Registros de señalización de objetos nombrados:
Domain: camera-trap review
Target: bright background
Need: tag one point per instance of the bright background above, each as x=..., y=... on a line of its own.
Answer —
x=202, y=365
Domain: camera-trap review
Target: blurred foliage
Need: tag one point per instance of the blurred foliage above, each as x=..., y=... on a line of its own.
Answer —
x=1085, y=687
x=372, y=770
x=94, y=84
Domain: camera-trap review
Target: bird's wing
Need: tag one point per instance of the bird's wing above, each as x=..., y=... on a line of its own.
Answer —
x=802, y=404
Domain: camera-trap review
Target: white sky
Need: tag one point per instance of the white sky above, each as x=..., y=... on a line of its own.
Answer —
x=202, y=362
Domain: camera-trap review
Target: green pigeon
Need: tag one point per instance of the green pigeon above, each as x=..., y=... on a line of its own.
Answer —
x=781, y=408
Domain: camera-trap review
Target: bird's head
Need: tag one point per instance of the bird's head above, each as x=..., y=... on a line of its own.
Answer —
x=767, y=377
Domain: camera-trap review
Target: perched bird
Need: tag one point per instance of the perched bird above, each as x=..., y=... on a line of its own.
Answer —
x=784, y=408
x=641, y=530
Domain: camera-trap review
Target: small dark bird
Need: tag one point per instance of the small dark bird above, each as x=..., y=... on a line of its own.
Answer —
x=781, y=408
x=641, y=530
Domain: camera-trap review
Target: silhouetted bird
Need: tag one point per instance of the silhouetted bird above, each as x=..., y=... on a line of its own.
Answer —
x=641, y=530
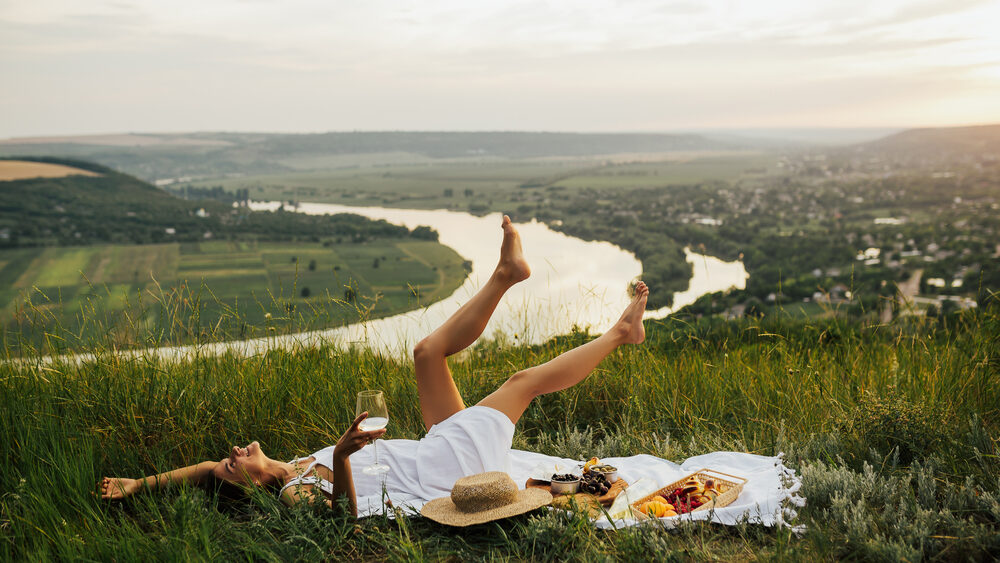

● **Ejercicio propuesto**:
Indica cuántas líneas del listado de arriba contienen la palabra "pigeon". Responde únicamente con el número.

● **Respuesta completa**:
2